→ **Exercise requirements**
Nothing in the records may be altered. Repeat them in full.

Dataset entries
:::

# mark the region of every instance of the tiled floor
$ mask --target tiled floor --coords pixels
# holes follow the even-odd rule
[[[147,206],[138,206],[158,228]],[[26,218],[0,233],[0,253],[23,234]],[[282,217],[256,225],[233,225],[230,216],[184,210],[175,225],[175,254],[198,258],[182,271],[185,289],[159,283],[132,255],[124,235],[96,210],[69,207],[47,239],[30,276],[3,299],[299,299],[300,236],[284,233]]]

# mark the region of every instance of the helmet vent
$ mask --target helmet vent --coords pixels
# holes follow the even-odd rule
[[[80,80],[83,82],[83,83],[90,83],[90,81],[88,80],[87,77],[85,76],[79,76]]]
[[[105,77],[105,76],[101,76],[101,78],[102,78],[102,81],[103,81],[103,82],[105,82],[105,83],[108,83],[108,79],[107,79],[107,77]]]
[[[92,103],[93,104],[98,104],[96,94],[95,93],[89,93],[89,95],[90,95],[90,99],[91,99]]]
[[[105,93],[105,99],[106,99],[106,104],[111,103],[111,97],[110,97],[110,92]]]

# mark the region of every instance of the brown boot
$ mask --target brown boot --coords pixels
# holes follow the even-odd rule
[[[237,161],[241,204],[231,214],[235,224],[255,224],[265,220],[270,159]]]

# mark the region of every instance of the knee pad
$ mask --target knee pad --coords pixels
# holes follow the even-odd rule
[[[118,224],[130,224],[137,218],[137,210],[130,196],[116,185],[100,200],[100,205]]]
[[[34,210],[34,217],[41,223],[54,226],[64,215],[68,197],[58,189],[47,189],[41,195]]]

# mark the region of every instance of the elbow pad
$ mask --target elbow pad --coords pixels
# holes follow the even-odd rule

:::

→ **Response**
# mark the region of every instance of the tiled floor
$ mask --target tiled floor --coords pixels
# holes follow the even-odd rule
[[[147,206],[138,206],[158,228]],[[26,218],[0,233],[0,253],[23,234]],[[282,217],[256,225],[233,225],[230,216],[184,210],[175,225],[175,254],[198,258],[182,271],[185,289],[159,283],[132,255],[124,235],[96,210],[69,207],[47,239],[30,276],[3,299],[299,299],[300,236],[284,233]]]

# mark the region of every instance of the helmet vent
$ mask --target helmet vent --coords pixels
# holes follow the even-odd rule
[[[80,80],[83,82],[83,83],[90,83],[90,81],[88,80],[87,77],[85,76],[79,76]]]
[[[105,77],[105,76],[101,76],[101,78],[102,78],[102,81],[103,81],[103,82],[105,82],[105,83],[108,83],[108,79],[107,79],[107,77]]]
[[[92,103],[93,104],[98,104],[96,94],[95,93],[89,93],[89,95],[90,95],[90,99],[91,99]]]
[[[105,93],[105,99],[106,99],[106,104],[111,103],[111,97],[110,97],[110,92]]]

# mark the region of every instance of the brown boot
$ mask --target brown boot --coords pixels
# holes follow the even-odd rule
[[[237,161],[241,204],[231,214],[235,224],[255,224],[265,220],[270,159]]]

# mark the region of every instance of the knee pad
$ mask --target knee pad --coords pixels
# holes follow the even-odd rule
[[[118,224],[130,224],[137,218],[137,210],[130,196],[116,185],[100,200],[100,205]]]
[[[34,210],[34,217],[41,223],[54,226],[64,215],[68,197],[58,189],[47,189],[41,195]]]

# mark the region of every instance of the elbow pad
$ mask --target elbow pad --coords pixels
# holes follow the even-odd rule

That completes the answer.